— begin —
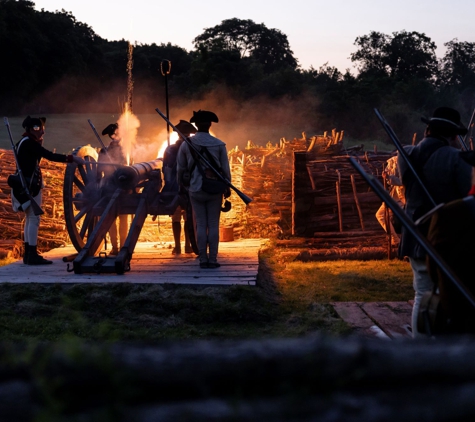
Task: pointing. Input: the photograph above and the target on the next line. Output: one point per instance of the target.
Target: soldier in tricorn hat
(172, 185)
(447, 178)
(206, 206)
(30, 151)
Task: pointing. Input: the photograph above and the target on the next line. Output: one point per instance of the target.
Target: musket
(34, 205)
(246, 199)
(412, 228)
(403, 154)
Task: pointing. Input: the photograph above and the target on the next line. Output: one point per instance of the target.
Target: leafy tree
(411, 55)
(268, 47)
(458, 64)
(404, 55)
(372, 53)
— end —
[Aim] Please copy out all of the records above word for word, leaving out the pictures.

[Worked solution]
Task: pointing. Input: the photograph above and the target on the next line. Output: one point per instance of the target.
Target: soldier in tricorn hat
(172, 185)
(447, 178)
(206, 206)
(30, 151)
Task: pointing. Input: the photograph above and the target on the next line. Output: one point per instance of the target.
Target: musket
(34, 205)
(246, 199)
(412, 228)
(403, 154)
Task: pointing. Input: the photograph above and the target on the next line. Output: one point per instance of the target.
Target: leafy tree
(411, 55)
(268, 47)
(458, 64)
(404, 55)
(372, 53)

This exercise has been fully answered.